» Exercise description
Reproduce word for word the part of the interview text below on hierarchy in international relations, starting with "Finally, it opens" and going on through "of that spectrum?".

» Given passage
★ ★ ★ ★ ★
Finally, it opens up the question about how these variations matter: How do they matter for policy? How do they help us explain IR? The variations are quite important. In Hierarchy in International Relations, I tried to show that subordinate states spend less on defense, they trade more with other subordinate states, they are more likely to join the dominate state in multilateral coalitions, and so on. Dominant states, in turn, are more likely to come to the aid of subordinates in a crisis, they are less likely to abuse the authority that they have been granted. Hierarchy creates a very different dynamic in relations between states and within the system that we haven't appreciated in the past.


Where in contemporary international politics do you see a lot of relational authority and where do you see areas that are still on the anarchical side of that spectrum?

I think that we have to recognize that international politics isn't all of one piece. Just to continue the previous point, it's not an anarchic or a hierarchic system, but actually a variegated tapestry of varying relationships. There are hierarchical relationships out there—the United States and Central America is a paradigmatic case. Russia and some of the states of the former Soviet Union is another. But at the same time, there are lots of relationships between states that are essentially anarchic. Relations between the US and China today, for instance, are in a condition of pure anarchy. As I've tried to operationalize hierarchy, the U.S today probably has some degree of hierarchy over roughly half of the states in the world. These are clustered mostly in Central and Latin America, Europe and Northeast Asia, and with some scattered examples in the Middle East. There is tremendous regional clustering to these patterns, even though theoretically I treat them as dyads. This means that with half the countries in the world, the U.S. has relationships that are at least partly hierarchic. The other half of these relationships are still essentially anarchic, and this includes relations with many of the non-European great powers, such as Russia, China, and the BRICs more generally. A lot of what we think we know about international politics is still relevant to these anarchic relationships. We still expect relations between the US and China and the US and the BRICs to be characterized by self-help, balancing, the difficulty of making credible commitments, and all of the things we traditionally think follow from anarchy. But, in more hierarchical relationships, the nature of politics and the policies that countries adopt within those relationships are quite different. They are not so dependent on self-help, balancing, and all the rest of it. There is a syndrome of policies that follows from hierarchy that we haven't recognized yet, that I think are quite important.
★ ★ ★ ★ ★
» Records shown
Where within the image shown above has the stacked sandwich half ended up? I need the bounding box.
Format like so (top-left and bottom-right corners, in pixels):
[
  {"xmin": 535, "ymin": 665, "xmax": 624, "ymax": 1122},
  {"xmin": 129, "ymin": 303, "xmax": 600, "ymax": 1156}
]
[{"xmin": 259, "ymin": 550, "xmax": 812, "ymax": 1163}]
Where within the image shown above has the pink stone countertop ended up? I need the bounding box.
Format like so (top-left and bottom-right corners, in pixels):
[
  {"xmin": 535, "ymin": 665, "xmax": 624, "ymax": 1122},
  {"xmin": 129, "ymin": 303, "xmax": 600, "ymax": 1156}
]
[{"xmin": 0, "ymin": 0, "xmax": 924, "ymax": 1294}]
★ ★ ★ ★ ★
» Full response
Finally, it opens up the question about how these variations matter: How do they matter for policy? How do they help us explain IR? The variations are quite important. In Hierarchy in International Relations, I tried to show that subordinate states spend less on defense, they trade more with other subordinate states, they are more likely to join the dominate state in multilateral coalitions, and so on. Dominant states, in turn, are more likely to come to the aid of subordinates in a crisis, they are less likely to abuse the authority that they have been granted. Hierarchy creates a very different dynamic in relations between states and within the system that we haven't appreciated in the past.


Where in contemporary international politics do you see a lot of relational authority and where do you see areas that are still on the anarchical side of that spectrum?